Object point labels
--------

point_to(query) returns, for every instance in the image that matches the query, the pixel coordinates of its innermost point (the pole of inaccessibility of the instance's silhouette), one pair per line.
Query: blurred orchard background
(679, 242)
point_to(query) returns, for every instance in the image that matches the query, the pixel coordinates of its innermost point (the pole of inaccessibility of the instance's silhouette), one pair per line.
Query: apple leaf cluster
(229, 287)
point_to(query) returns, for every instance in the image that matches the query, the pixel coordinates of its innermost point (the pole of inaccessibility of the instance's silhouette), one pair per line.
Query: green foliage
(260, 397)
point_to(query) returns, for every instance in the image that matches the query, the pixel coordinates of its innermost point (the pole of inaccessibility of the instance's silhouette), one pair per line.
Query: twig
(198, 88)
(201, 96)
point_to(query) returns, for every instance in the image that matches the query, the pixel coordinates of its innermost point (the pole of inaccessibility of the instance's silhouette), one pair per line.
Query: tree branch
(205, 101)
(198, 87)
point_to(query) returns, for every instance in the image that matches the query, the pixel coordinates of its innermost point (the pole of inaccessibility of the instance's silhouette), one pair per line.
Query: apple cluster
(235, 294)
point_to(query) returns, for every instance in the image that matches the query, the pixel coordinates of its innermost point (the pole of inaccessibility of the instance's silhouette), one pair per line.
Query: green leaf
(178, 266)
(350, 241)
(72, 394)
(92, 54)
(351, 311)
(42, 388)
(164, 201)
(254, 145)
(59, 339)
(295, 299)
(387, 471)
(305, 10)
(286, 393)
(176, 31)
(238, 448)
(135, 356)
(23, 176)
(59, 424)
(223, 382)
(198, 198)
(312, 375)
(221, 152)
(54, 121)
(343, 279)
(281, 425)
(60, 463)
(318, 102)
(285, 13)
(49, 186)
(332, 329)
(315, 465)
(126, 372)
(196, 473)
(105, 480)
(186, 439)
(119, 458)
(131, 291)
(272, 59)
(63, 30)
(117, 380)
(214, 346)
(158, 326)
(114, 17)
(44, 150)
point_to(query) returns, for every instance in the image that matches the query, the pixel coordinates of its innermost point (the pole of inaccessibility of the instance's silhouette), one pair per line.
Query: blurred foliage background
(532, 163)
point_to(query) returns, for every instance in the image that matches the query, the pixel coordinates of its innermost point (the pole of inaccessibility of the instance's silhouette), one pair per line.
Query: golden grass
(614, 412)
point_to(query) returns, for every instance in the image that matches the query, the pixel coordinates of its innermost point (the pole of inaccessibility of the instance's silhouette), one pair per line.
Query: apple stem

--------

### Prompt
Your task is to retype all of the records exactly.

### Answer to this task
point_to(query) returns, for every instance in the image that matches the query, the pixel coordinates of its innermost point (the pole of inaccessibility of the instance's silhouette), one pair per line.
Query: blurred orchard background
(679, 242)
point_to(query) returns, for every instance in the image that matches the query, the pixel coordinates of its innermost point (the pole of inaccessibility of the instance's silhouette), one pair per line.
Query: apple leaf cluster
(229, 287)
point_to(query) returns, for every instance in the image that matches the query, the pixel coordinates of its innermost point (the pole of inaccessibility of the instance's silhouette), one pair per line.
Query: green foliage
(260, 397)
point_to(query) returns, for every instance in the image that matches the query, the pixel coordinates of its innermost point (the pole of inaccessibility of the instance's silhouette), one pair per line.
Query: twig
(198, 88)
(201, 96)
point_to(query) returns, for every instance in the image that matches the query, the pixel coordinates of its innermost point (the pole of inaccessibility of the instance's silhouette), one pair per line.
Query: tree branch
(205, 101)
(198, 87)
point_to(query) returns, for every instance in the image that matches the query, the pixel coordinates of its innermost point (the pole of inaccessibility of the instance's silhouette), one pair per line.
Query: apple cluster
(235, 294)
point_to(query) returns, for every instance in the image that matches the query, the pixel coordinates of its innermost point (the pole of inaccessibility of the instance's silhouette), one pair per line.
Query: green leaf
(178, 266)
(350, 241)
(72, 394)
(92, 54)
(351, 311)
(42, 388)
(164, 201)
(254, 145)
(59, 339)
(295, 299)
(387, 471)
(305, 10)
(286, 393)
(176, 31)
(238, 448)
(135, 356)
(23, 176)
(59, 424)
(223, 382)
(198, 198)
(312, 375)
(221, 152)
(54, 121)
(343, 279)
(281, 425)
(60, 463)
(318, 102)
(285, 13)
(49, 186)
(332, 329)
(315, 465)
(126, 372)
(196, 473)
(105, 480)
(186, 439)
(119, 458)
(131, 291)
(272, 59)
(63, 30)
(117, 380)
(214, 346)
(158, 326)
(114, 17)
(44, 150)
point_to(query) returns, for every instance in the image that matches the query, the pixel coordinates of its innermost point (the pole of inaccessibility of the instance's silhouette), one pair per line.
Query: blurred foliage background
(532, 163)
point_to(query) returns, for every instance in the image that matches the query, the pixel coordinates of its innermost point (the pole of inaccessibility of the instance's silhouette), one pair per line.
Query: golden grass
(614, 412)
point_to(query) returns, for every instance in the image that matches the query, the pixel coordinates of its innermost point (the pole of inaccessibility of the instance's silhouette), one pair per line.
Query: apple stem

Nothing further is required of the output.